Excerpt to read:
= Frederick J. Streng =

American religious scholar and author

Frederick John Streng (September 30, 1933 – June 21, 1993) was a noted scholar in Buddhist-Christian studies, author, editor, leader of religious organizations, and Professor of the History of Religions, Southern Methodist University in Texas from 1974 to 1993. He was one of the founding members of the Society for Buddhist-Christian studies, which has bestowed the Frederick Streng Book Award for Excellence in Buddhist-Christian Studies in his honor since 1997.

==Early life==

Frederick John Streng was born in Seguin, Texas to Adolph C. Streng and Elizabeth M. Hein. His father was a Lutheran minister but Streng always felt restricted by just one religious identity, which led him to study world religious and support Unitarian Universalism later in life.

==Religious scholarship==

Streng earned a bachelor's degree at Texas Lutheran College, a master's in English at Southern Methodist and a bachelor of divinity and a doctorate in the history of religion at the University of Chicago.

His graduate study at the University of Chicago took place under Mircea Eliade, Joseph Kitagawa, and Bernard Meland, from 1956 to 1963. He wrote his doctoral thesis about Buddhist thinker Nagarjuna, which was later published as Emptiness - A Study of Religious Meaning (Abingdon Press, 1967) and became required reading for leading philosophers and theologians in America.

He studied at Benares Hindu University in India as a Fulbright scholar from 1961-1962, received a National Endowment of the Humanities grant in 1979, and also won Carnegie and Ford fellowships.

Streng was the president of the international Society for Buddhist and Christian Studies and died while serving as its third president. He was also the former president of the American Society for the Study of Religion from 1987-1990. and of the Society for Asian Comparative Philosophy in 1971.

He wrote and edited several books, including Understanding Religious Life (Wadsworth, 1984) and Ways of Being Religious: Readings for a New Approach to Religion (co-authored with Charles L. Lloyd Jr and Jay T. Allen). He also wrote articles for journals, including "The Ontology of Silence and Comparative Mysticism" for Philosophy Today and the Encyclopedia Britannica and the Encyclopedia of Religion, as well as translating and interpreting Madhyamaka texts.

In 1969, he launched The Religious Life of Man Series with Dickenson Publishing Company, which included separate volumes by different authors writing about various religious beliefs around the world.

He began teaching religion at Southern Methodist University in 1966 and received the Outstanding Professor at Southern Methodist University award in 1974. He also received the Distinguished Alumni award from Texas Lutheran College in 1988.

He was a board member of the Greater Dallas Community of Churches and past president of the North Texas Association of Unitarian Universalist Societies.

One of his last public appearances before his death was at the Krost Symposium on Salvation at Texas Lutheran College in 1993, where he spoke of "shared religious intent" between Catholic, Jewish, Hindu, Muslim, and Zen Buddhist traditions, which is a transformative power that transcends biological, social or psychological life, and a freedom of choice which is not a result of physical, biological or social forces, but makes the ultimate transformation of religious salvation possible.

==Death==

Streng died June 21, 1993, at his home in Dallas at the age of 59, due to cancer.

Given material:
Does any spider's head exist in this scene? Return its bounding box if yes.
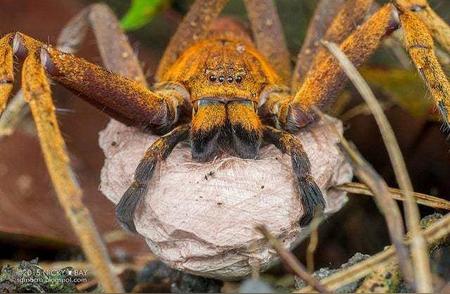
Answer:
[191,97,262,161]
[163,38,280,161]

Problem 1:
In the Frederick J. Streng text, where did he study as a Fulbright scholar?
Problem 2:
From the Frederick J. Streng text, reproduce the passage that begins with "Streng earned a" and ends with "and Ford fellowships.".
The data has nothing to do with this.

Exercise solution 1:
Benares Hindu University in India.

Exercise solution 2:
Streng earned a bachelor's degree at Texas Lutheran College, a master's in English at Southern Methodist and a bachelor of divinity and a doctorate in the history of religion at the University of Chicago.

His graduate study at the University of Chicago took place under Mircea Eliade, Joseph Kitagawa, and Bernard Meland, from 1956 to 1963. He wrote his doctoral thesis about Buddhist thinker Nagarjuna, which was later published as Emptiness - A Study of Religious Meaning (Abingdon Press, 1967) and became required reading for leading philosophers and theologians in America.

He studied at Benares Hindu University in India as a Fulbright scholar from 1961-1962, received a National Endowment of the Humanities grant in 1979, and also won Carnegie and Ford fellowships.